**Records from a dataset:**
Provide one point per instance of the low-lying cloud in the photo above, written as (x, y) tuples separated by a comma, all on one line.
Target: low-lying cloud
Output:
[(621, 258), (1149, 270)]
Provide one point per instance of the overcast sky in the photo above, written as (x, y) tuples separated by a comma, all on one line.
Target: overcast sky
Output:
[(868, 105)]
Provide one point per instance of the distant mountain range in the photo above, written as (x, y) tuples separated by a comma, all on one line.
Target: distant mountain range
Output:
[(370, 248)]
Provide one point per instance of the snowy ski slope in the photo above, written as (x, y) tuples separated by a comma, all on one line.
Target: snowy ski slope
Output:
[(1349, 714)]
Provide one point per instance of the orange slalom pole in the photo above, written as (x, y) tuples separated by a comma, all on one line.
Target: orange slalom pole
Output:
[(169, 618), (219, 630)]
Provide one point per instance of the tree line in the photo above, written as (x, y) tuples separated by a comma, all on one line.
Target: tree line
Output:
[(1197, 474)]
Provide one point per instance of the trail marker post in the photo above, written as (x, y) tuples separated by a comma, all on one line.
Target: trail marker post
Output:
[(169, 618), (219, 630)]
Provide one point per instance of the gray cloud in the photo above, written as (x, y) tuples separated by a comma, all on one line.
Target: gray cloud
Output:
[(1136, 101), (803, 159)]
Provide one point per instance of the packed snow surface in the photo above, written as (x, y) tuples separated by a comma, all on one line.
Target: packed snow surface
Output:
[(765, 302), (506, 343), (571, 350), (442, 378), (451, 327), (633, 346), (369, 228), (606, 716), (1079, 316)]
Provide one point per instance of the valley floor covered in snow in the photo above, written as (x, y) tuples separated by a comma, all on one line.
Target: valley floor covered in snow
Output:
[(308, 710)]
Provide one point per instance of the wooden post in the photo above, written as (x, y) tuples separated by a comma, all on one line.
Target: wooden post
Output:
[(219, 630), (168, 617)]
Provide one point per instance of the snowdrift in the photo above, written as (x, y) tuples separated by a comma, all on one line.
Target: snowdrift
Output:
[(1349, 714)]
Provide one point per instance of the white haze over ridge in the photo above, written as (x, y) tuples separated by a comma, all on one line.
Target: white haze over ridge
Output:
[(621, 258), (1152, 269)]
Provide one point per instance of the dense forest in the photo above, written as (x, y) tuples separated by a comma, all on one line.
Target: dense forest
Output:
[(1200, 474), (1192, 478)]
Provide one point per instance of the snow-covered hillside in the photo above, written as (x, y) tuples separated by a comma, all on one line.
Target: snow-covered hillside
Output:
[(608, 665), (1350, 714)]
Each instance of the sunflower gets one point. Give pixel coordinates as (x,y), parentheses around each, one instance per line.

* * *

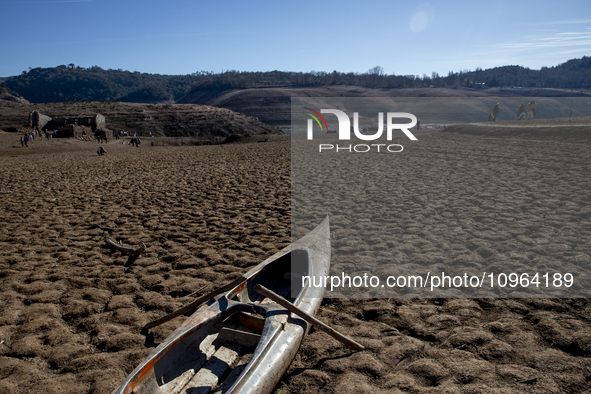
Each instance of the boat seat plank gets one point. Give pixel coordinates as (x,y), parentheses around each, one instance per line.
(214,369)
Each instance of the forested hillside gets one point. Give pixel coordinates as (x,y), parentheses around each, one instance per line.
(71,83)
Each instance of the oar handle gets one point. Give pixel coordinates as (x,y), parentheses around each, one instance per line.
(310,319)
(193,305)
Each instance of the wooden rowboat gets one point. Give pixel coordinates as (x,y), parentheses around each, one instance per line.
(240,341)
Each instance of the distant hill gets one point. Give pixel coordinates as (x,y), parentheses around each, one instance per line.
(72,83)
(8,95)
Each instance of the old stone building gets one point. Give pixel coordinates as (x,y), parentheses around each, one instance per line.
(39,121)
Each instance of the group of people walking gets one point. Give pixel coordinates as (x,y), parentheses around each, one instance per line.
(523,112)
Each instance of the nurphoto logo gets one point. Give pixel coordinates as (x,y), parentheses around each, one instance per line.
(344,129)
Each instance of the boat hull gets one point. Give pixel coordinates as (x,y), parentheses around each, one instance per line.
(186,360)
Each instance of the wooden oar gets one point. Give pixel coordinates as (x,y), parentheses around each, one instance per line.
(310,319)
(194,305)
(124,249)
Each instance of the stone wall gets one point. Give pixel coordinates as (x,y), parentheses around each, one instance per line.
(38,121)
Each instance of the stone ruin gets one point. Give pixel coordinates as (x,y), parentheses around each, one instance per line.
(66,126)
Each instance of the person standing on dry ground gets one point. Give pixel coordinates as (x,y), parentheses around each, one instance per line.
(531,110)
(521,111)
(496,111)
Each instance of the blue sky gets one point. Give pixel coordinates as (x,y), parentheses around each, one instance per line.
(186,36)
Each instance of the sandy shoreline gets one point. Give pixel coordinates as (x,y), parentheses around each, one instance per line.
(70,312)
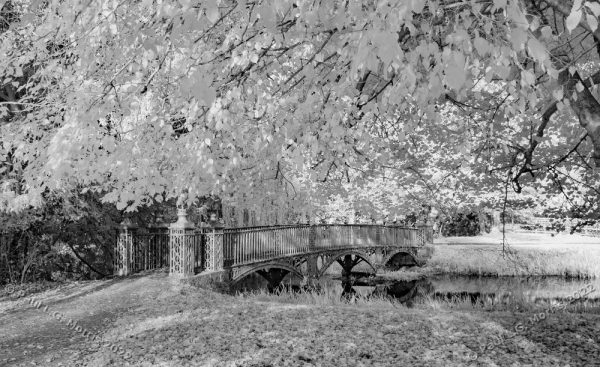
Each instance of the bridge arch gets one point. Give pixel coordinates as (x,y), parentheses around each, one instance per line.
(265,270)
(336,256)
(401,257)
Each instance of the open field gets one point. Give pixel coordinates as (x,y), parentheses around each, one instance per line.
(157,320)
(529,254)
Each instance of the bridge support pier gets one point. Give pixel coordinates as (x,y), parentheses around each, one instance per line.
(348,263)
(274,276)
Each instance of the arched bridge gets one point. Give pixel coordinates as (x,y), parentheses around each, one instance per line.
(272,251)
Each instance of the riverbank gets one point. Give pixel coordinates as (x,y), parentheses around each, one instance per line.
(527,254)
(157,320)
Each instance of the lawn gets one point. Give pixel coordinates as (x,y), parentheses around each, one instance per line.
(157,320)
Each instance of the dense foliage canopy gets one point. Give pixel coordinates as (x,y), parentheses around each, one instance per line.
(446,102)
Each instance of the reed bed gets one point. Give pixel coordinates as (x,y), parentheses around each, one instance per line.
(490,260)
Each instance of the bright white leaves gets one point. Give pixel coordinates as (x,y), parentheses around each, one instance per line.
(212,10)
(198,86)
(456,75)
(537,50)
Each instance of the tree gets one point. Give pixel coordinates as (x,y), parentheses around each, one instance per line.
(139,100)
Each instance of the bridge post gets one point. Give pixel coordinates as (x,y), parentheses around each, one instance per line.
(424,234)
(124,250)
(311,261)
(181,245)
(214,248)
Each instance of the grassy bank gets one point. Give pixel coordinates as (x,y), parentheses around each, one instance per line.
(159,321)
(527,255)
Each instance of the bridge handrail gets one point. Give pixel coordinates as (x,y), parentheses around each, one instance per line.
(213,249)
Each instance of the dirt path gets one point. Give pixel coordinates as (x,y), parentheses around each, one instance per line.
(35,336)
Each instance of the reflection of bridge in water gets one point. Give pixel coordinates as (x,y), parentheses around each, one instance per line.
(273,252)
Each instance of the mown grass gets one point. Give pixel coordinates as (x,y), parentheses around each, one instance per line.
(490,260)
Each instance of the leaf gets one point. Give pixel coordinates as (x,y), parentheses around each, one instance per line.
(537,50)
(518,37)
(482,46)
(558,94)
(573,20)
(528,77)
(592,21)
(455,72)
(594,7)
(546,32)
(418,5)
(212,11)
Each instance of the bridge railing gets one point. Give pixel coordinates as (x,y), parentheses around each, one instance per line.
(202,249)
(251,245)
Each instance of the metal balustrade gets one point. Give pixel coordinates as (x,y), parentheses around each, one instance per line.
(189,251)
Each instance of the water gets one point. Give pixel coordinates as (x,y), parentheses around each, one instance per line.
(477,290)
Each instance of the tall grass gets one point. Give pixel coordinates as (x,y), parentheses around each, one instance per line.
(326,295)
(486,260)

**EXERCISE GOAL:**
In the records above, find the lines containing "valley" and copy them.

**OUTPUT BELOW:**
Provide one point per instance of the valley floor covered in snow in the photo above, written as (x, y) tuples separated by a comma, all on one line.
Target: valley floor covered in snow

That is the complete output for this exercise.